Keracunan Akibat Perubahan Iklim Diduga Menjadi Penyebab Kematian 350 Gajah di Botswana
Tekno & SainsNewsHot
Redaktur: Heru Sulistyono

Kredit Gambar: IFL Science/Richard Juilliart/Shutterstock.com

Jakarta, tvrijakartanews - Di tengah puncak pandemi pada tahun 2020, 350 gajah Afrika mati secara tiba-tiba dan misterius di Botswana timur laut. Banyak teori telah diajukan untuk menjelaskan apa sebenarnya yang menyebabkan kematian massal ini. Kini, penelitian tidak hanya mengonfirmasi pernyataan yang diajukan oleh para pejabat yang mendekati waktu itu, tetapi juga menyoroti dampak tragis perubahan iklim terhadap populasi hewan liar.

Studi yang dipublikasikan dalam jurnal Science of The Total Environment, menuliskan bahwa tim peneliti dari Botswana dan Inggris berhasil menentukan penyebab pasti kematian gajah tersebut, dengan menggunakan kombinasi data satelit dan analisis spasial.

Berkat fluktuasi ekstrem dalam iklim yang disebabkan oleh perubahan iklim, cyanobacteria, ganggang biru-hijau, berkembang biak dan kemungkinan meracuni ratusan gajah Afrika di Delta Okavango di negara tersebut.

Tragedi ini pertama kali dilaporkan pada bulan Mei dan Juni 2020. Total kematian gajah kini mencapai sekitar 350 ekor. Para ahli dengan cepat mengesampingkan kemungkinan perburuan liar karena gading gajah masih utuh, sementara usia gajah dan kurangnya tanda-tanda klinis menunjukkan kemungkinan penyebab virus dan bakteri (misalnya virus ensefalomiokarditis atau antraks ). Alga beracun dengan cepat menjadi tersangka utama.

━━━━

**Perintah Kerja 1**
Ekstrak sebagian artikel tentang kematian gajah di Botswana tanpa mengubah apa pun, mulai dari kata-kata yang memuat "Studi yang dipublikasikan" dan berhenti setelah "menjadi tersangka utama.".
**Perintah Kerja 2**
Dalam jurnal apa studi tentang kematian gajah di Botswana dipublikasikan menurut artikel?
**Perintah Kerja 3**
Sebutkan semua pihak yang tercantum pada kredit gambar dalam artikel tentang kematian gajah di Botswana.
Daftar berikut merupakan bahan terpisah yang tidak berkaitan dengan artikel.

Data yang diekstraksi dari sebuah koleksi
━━━━

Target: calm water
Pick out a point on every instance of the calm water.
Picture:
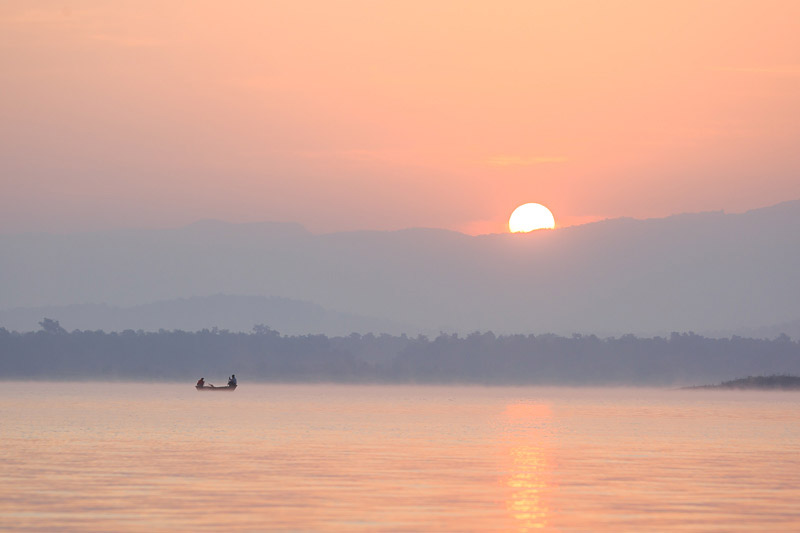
(125, 457)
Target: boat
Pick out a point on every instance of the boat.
(212, 387)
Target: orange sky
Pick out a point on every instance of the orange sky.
(384, 115)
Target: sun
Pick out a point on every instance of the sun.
(529, 217)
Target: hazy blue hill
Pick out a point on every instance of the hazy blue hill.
(693, 272)
(777, 382)
(231, 312)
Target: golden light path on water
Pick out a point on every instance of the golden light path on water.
(134, 457)
(530, 479)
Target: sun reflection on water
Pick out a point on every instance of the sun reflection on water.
(527, 426)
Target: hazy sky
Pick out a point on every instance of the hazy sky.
(382, 115)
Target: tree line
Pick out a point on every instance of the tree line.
(53, 353)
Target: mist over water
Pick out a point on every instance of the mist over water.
(131, 457)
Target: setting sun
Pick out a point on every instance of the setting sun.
(529, 217)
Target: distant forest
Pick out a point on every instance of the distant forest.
(263, 355)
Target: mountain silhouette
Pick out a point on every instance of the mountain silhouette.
(690, 272)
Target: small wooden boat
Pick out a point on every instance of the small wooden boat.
(212, 387)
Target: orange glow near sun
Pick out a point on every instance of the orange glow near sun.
(529, 217)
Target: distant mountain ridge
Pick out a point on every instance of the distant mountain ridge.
(693, 272)
(226, 312)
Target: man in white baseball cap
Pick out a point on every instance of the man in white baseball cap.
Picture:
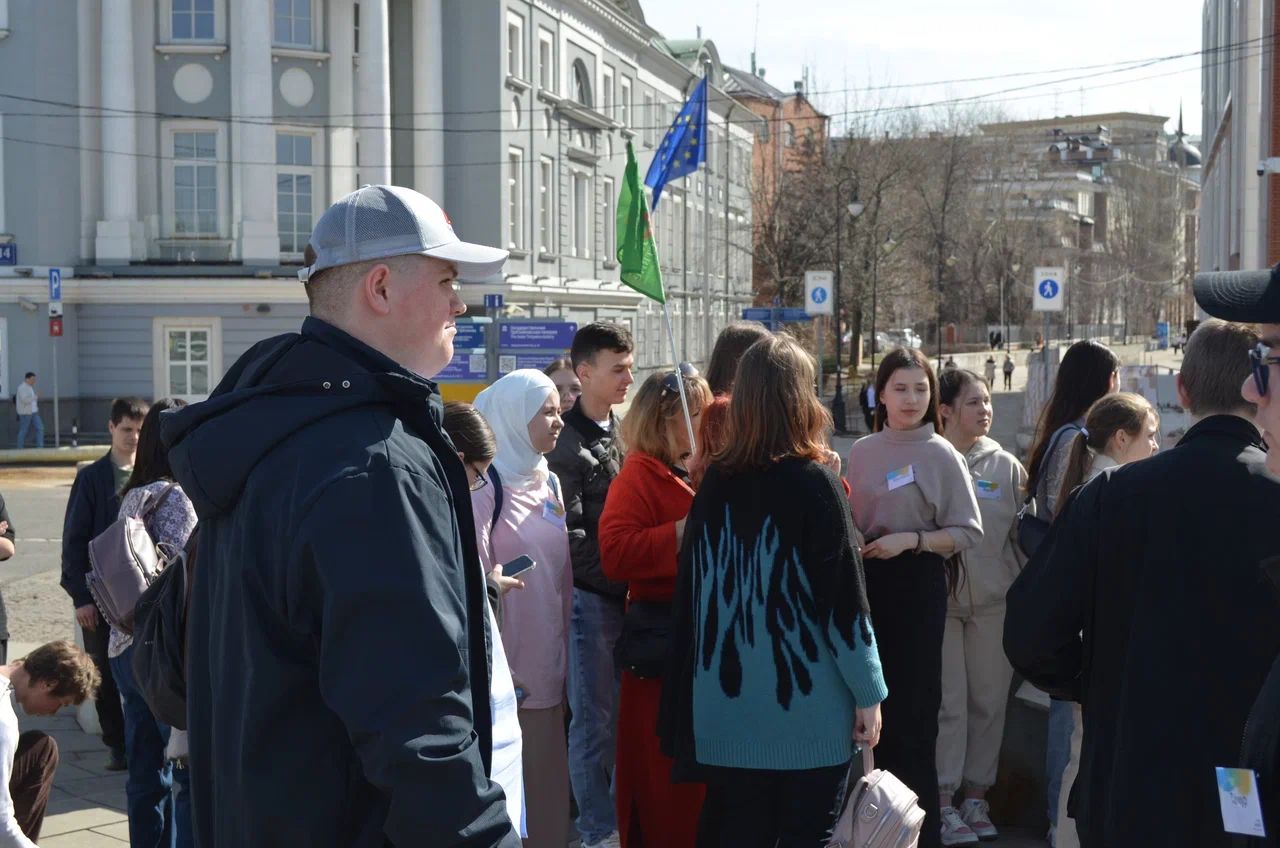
(338, 651)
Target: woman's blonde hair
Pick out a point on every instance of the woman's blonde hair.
(654, 422)
(1107, 416)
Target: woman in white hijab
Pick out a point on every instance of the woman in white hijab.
(522, 409)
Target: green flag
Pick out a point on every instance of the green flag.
(636, 251)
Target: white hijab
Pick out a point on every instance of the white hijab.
(510, 405)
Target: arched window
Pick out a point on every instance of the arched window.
(581, 83)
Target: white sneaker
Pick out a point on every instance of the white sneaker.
(977, 815)
(954, 830)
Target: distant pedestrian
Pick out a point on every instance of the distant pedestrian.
(567, 383)
(51, 676)
(28, 411)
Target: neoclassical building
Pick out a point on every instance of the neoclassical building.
(170, 158)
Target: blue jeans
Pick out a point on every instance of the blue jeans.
(1057, 752)
(593, 697)
(24, 422)
(149, 789)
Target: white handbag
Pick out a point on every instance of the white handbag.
(880, 811)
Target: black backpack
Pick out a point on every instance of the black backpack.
(160, 638)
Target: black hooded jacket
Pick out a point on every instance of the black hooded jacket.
(338, 662)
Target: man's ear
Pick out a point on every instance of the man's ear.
(1183, 397)
(375, 288)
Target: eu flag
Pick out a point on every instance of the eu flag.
(685, 145)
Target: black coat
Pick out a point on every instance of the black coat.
(94, 505)
(586, 459)
(1157, 564)
(338, 685)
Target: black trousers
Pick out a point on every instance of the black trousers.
(32, 780)
(110, 714)
(908, 597)
(755, 808)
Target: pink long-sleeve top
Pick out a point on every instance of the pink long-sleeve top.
(534, 619)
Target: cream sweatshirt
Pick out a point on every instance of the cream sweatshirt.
(906, 481)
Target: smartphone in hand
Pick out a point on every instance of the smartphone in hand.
(517, 566)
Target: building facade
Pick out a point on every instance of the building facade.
(1240, 91)
(174, 159)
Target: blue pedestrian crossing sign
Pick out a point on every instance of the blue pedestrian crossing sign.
(818, 292)
(1050, 290)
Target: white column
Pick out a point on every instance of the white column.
(88, 42)
(429, 99)
(374, 94)
(254, 174)
(342, 103)
(119, 236)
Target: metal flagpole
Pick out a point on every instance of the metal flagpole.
(671, 337)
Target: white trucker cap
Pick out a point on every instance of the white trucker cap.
(379, 222)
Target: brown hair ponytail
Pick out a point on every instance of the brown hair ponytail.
(1107, 416)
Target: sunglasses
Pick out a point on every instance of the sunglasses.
(670, 384)
(1261, 360)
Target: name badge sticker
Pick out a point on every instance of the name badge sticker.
(1238, 794)
(553, 513)
(986, 489)
(901, 477)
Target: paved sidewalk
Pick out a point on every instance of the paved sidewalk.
(86, 808)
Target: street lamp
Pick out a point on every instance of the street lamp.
(837, 400)
(1004, 314)
(886, 249)
(950, 261)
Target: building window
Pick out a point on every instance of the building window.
(611, 215)
(581, 83)
(195, 183)
(625, 100)
(607, 91)
(192, 21)
(516, 46)
(295, 23)
(649, 118)
(187, 354)
(580, 227)
(515, 199)
(545, 60)
(295, 191)
(545, 205)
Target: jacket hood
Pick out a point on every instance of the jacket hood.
(275, 390)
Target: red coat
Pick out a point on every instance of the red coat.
(638, 545)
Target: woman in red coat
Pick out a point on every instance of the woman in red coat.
(639, 534)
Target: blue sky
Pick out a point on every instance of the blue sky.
(854, 44)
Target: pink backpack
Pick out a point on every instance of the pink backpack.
(880, 811)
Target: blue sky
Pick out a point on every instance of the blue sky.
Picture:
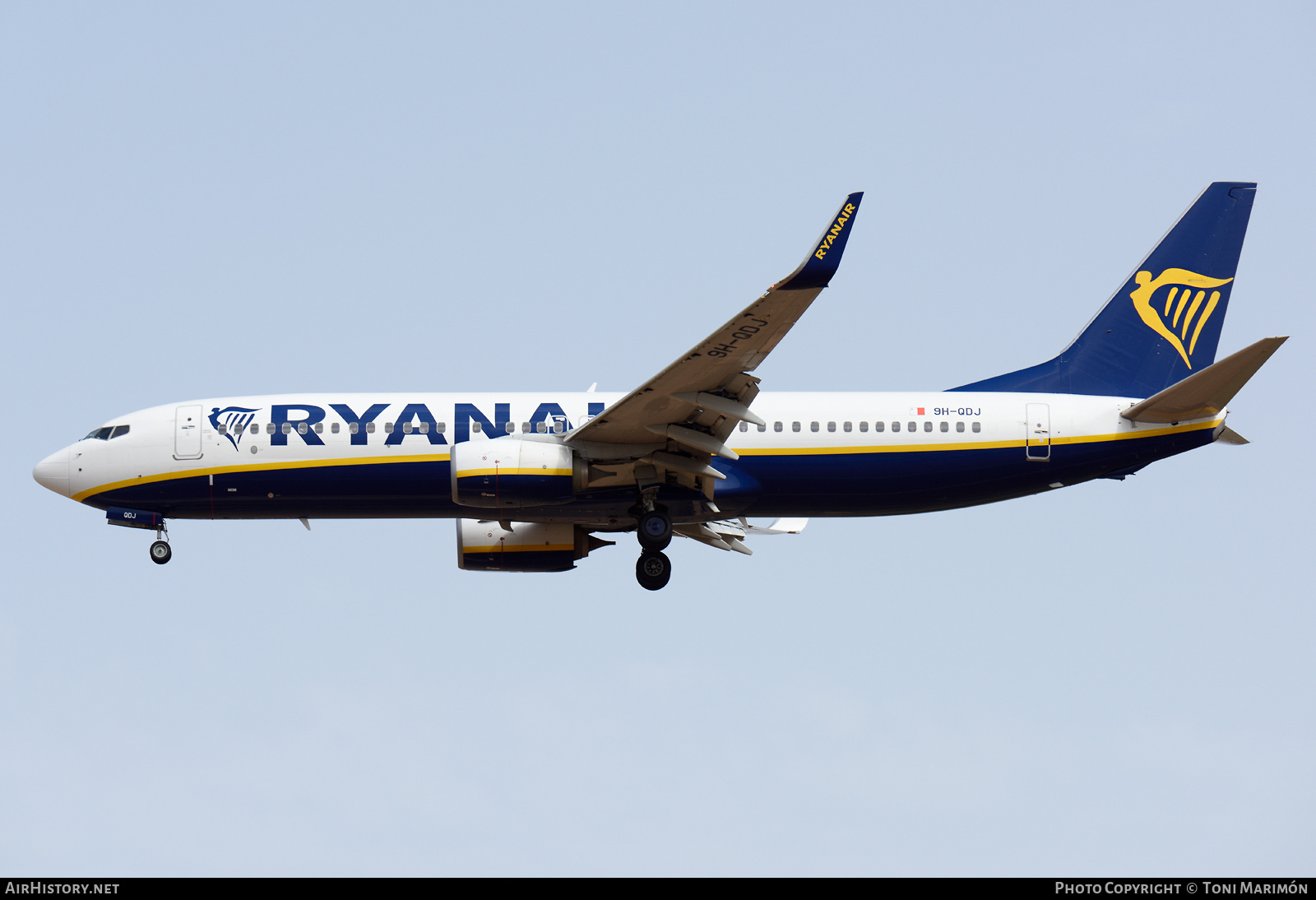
(212, 200)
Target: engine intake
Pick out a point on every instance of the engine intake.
(528, 548)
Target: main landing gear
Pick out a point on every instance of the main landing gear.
(653, 528)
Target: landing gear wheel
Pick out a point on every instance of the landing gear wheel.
(655, 531)
(653, 570)
(161, 553)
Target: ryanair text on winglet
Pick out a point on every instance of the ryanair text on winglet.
(835, 232)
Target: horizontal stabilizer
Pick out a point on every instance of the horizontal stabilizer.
(778, 527)
(1204, 394)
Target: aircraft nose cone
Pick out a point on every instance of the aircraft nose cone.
(52, 472)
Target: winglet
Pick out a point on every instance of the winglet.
(822, 263)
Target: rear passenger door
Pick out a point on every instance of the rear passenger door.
(1037, 432)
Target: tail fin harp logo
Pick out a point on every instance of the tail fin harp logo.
(234, 420)
(1178, 309)
(835, 232)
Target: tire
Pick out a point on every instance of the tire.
(655, 531)
(653, 570)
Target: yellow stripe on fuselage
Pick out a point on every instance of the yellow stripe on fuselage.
(504, 472)
(519, 548)
(258, 467)
(747, 452)
(966, 445)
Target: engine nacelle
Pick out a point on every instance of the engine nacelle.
(528, 548)
(510, 474)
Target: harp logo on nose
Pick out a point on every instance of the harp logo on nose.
(234, 420)
(1177, 304)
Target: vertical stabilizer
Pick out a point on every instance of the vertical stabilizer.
(1164, 322)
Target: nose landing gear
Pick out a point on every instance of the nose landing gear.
(161, 553)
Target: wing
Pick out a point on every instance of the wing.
(699, 399)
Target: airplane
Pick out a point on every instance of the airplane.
(697, 449)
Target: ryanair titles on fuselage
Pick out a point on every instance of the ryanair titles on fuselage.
(415, 420)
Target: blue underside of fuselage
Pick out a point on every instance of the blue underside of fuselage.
(770, 485)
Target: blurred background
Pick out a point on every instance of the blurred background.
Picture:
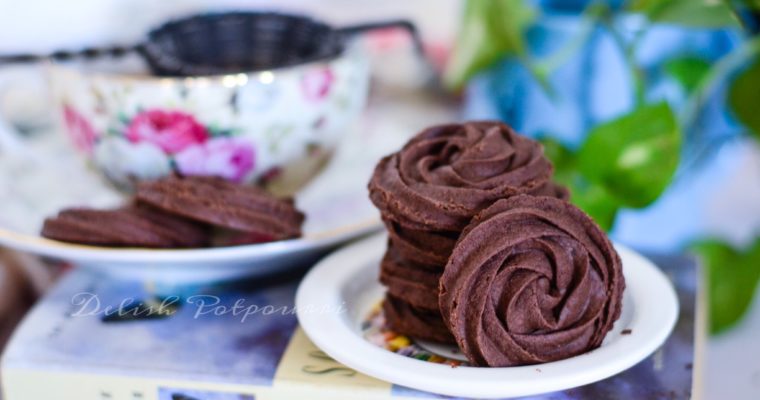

━━━━

**Penyelesaian Soal 1**
Studi yang dipublikasikan dalam jurnal Science of The Total Environment, menuliskan bahwa tim peneliti dari Botswana dan Inggris berhasil menentukan penyebab pasti kematian gajah tersebut, dengan menggunakan kombinasi data satelit dan analisis spasial.

Berkat fluktuasi ekstrem dalam iklim yang disebabkan oleh perubahan iklim, cyanobacteria, ganggang biru-hijau, berkembang biak dan kemungkinan meracuni ratusan gajah Afrika di Delta Okavango di negara tersebut.

Tragedi ini pertama kali dilaporkan pada bulan Mei dan Juni 2020. Total kematian gajah kini mencapai sekitar 350 ekor. Para ahli dengan cepat mengesampingkan kemungkinan perburuan liar karena gading gajah masih utuh, sementara usia gajah dan kurangnya tanda-tanda klinis menunjukkan kemungkinan penyebab virus dan bakteri (misalnya virus ensefalomiokarditis atau antraks ). Alga beracun dengan cepat menjadi tersangka utama.

**Penyelesaian Soal 2**
Science of The Total Environment.

**Penyelesaian Soal 3**
IFL Science, Richard Juilliart, Shutterstock.com